• What the exercise asks
Please repeat the data in full, character for character.
** Working data follows **
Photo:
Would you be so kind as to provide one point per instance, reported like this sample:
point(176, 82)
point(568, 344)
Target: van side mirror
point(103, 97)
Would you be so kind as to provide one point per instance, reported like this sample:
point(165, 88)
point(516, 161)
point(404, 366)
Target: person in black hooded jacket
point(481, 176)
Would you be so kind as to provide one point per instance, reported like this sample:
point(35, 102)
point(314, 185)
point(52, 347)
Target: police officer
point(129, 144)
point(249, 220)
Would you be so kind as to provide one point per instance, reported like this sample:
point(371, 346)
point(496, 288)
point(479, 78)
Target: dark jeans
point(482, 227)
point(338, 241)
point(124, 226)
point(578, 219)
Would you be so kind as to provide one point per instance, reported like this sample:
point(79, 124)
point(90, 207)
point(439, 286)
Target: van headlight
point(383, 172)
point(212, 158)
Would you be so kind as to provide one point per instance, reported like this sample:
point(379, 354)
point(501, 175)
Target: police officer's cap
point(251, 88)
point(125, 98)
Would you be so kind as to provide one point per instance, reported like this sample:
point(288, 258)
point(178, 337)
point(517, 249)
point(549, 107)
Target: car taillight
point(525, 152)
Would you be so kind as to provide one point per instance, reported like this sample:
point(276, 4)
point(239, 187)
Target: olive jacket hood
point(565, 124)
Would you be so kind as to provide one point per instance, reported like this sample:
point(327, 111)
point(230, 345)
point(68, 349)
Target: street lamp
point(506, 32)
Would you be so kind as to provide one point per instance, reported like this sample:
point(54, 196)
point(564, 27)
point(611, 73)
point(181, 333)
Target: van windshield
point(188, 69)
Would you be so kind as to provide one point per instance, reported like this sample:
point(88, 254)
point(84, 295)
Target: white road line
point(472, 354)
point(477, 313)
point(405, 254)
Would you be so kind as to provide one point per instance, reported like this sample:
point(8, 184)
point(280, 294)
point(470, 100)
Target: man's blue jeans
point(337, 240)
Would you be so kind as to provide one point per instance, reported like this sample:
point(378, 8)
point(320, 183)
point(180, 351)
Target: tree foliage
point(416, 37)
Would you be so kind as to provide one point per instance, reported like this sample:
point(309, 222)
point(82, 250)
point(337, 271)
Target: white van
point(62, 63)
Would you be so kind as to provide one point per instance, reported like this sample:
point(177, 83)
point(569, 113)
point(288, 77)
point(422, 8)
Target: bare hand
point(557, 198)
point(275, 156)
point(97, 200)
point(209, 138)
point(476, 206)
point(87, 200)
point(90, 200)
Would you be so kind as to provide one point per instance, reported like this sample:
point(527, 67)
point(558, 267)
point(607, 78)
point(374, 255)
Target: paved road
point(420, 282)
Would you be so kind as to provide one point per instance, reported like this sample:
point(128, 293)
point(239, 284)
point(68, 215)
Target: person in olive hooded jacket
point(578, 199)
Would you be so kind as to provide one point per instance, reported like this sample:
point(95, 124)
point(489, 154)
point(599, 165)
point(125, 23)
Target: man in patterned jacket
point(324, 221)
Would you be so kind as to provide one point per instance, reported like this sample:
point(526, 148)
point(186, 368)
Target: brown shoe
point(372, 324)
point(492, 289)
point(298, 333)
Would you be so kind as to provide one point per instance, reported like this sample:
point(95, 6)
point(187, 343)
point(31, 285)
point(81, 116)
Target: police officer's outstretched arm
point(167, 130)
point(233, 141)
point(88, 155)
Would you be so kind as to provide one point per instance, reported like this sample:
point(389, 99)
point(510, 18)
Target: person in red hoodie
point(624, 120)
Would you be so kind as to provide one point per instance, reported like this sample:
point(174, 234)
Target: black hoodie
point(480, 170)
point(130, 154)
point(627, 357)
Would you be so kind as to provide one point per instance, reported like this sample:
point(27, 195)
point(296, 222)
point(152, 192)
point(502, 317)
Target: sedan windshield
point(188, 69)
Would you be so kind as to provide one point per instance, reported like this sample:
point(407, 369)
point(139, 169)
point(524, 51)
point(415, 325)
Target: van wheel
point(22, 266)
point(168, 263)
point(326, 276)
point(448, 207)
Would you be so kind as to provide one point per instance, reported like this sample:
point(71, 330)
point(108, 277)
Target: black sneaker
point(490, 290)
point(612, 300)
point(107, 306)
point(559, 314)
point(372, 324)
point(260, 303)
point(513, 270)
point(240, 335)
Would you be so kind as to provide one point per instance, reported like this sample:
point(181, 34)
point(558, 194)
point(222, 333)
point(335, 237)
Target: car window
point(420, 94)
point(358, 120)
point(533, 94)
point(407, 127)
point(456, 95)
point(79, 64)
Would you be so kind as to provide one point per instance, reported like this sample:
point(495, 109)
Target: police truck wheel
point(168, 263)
** End of Working data **
• Written response
Photo:
Would you be so kind as to provide one point per instance, reported like this sample:
point(176, 82)
point(568, 344)
Target: van side mirror
point(103, 97)
Would you be so kind as to provide one point per instance, reported like this sample:
point(165, 88)
point(516, 161)
point(404, 366)
Target: person in black hooded jacket
point(481, 176)
Would you be so kind as to provide one point per instance, reported like this sample:
point(35, 102)
point(314, 185)
point(52, 347)
Target: police officer
point(129, 144)
point(249, 220)
Would you be so kind as to provide one point per instance, reported like this sample:
point(371, 346)
point(496, 288)
point(479, 78)
Target: dark jeans
point(482, 227)
point(338, 241)
point(124, 226)
point(578, 219)
Would you be so kind as to provide one point per instance, reported like this sample:
point(79, 124)
point(90, 207)
point(439, 286)
Target: van headlight
point(383, 172)
point(212, 158)
Would you be so kind as to provide one point per instance, reported like this sample:
point(379, 354)
point(501, 175)
Target: police officer's cap
point(251, 88)
point(125, 98)
Would you be so kind as to provide one point per instance, reported like this sample:
point(288, 258)
point(178, 337)
point(517, 249)
point(549, 107)
Target: car taillight
point(525, 152)
Would you be so kind as to provide one point per instance, reported like this sample:
point(276, 4)
point(239, 187)
Target: olive jacket hood
point(565, 124)
Would you be so kind as to provide one point per instance, reported like this sample:
point(327, 111)
point(230, 345)
point(68, 349)
Target: street lamp
point(506, 32)
Would you be so kind as to provide one point per instance, reported like this sample:
point(54, 196)
point(564, 27)
point(611, 73)
point(181, 333)
Target: van windshield
point(188, 69)
Would you be so kind as to provide one point per instance, reported like this sample:
point(88, 254)
point(84, 295)
Target: white road line
point(472, 354)
point(477, 313)
point(405, 254)
Would you be so kind as to provide one point per instance, reported like this sample:
point(8, 184)
point(280, 294)
point(470, 100)
Target: man's blue jeans
point(337, 240)
Would you be so kind as to provide one point per instance, reported like this sample:
point(378, 8)
point(320, 183)
point(180, 351)
Target: tree foliage
point(416, 37)
Would you be so kind as to provide one point per instance, reported like this sample:
point(309, 222)
point(82, 250)
point(337, 271)
Target: white van
point(62, 63)
Would you be so kind as to provide one point per instance, reported like this sample:
point(177, 83)
point(569, 113)
point(288, 77)
point(422, 8)
Target: bare hand
point(557, 198)
point(275, 156)
point(97, 200)
point(209, 138)
point(476, 206)
point(87, 200)
point(90, 200)
Would you be so kind as to provide one point per instance, reported like this sample:
point(527, 67)
point(558, 267)
point(607, 78)
point(374, 255)
Target: paved road
point(420, 282)
Would you be so kind as to provide one point per instance, reported like this sample:
point(128, 293)
point(239, 284)
point(68, 215)
Target: person in olive hooded jacket
point(578, 199)
Would you be so kind as to provide one point per instance, reported like this sample:
point(95, 124)
point(489, 154)
point(599, 165)
point(125, 23)
Target: man in patterned jacket
point(324, 221)
Would you be so kind as to provide one point per instance, reported like this sample:
point(526, 148)
point(186, 368)
Target: brown shoe
point(372, 324)
point(492, 289)
point(298, 333)
Would you be so kind as to provide one point per instance, reported like this sample:
point(95, 6)
point(187, 343)
point(31, 285)
point(81, 116)
Target: police officer's outstretched arm
point(167, 130)
point(233, 141)
point(88, 155)
Would you be so kind as to provide one point per instance, reported like this sample:
point(389, 99)
point(510, 18)
Target: person in red hoodie
point(624, 120)
Would you be so kind as to provide one point per instance, reported like this sample:
point(174, 234)
Target: black hoodie
point(480, 170)
point(130, 154)
point(627, 357)
Would you be so kind as to provide one point per instance, reported like this sample:
point(27, 195)
point(296, 222)
point(152, 192)
point(502, 317)
Target: sedan windshield
point(188, 69)
Would you be so kind as to provide one point per instance, reported like this sample:
point(407, 369)
point(139, 169)
point(524, 51)
point(415, 325)
Target: van wheel
point(22, 266)
point(168, 263)
point(326, 276)
point(448, 207)
Would you be so kind as to provide one point per instance, reported like this sample:
point(71, 330)
point(108, 277)
Target: black sneaker
point(490, 290)
point(612, 300)
point(107, 306)
point(559, 314)
point(372, 324)
point(260, 303)
point(513, 270)
point(240, 335)
Would you be so kind as to provide one point per instance, reported like this sample:
point(181, 34)
point(558, 194)
point(222, 333)
point(335, 237)
Target: car window
point(420, 94)
point(358, 120)
point(533, 94)
point(407, 127)
point(456, 95)
point(79, 64)
Would you be so kind as to provide one point per instance, reported like this sample:
point(495, 109)
Target: police truck wheel
point(168, 263)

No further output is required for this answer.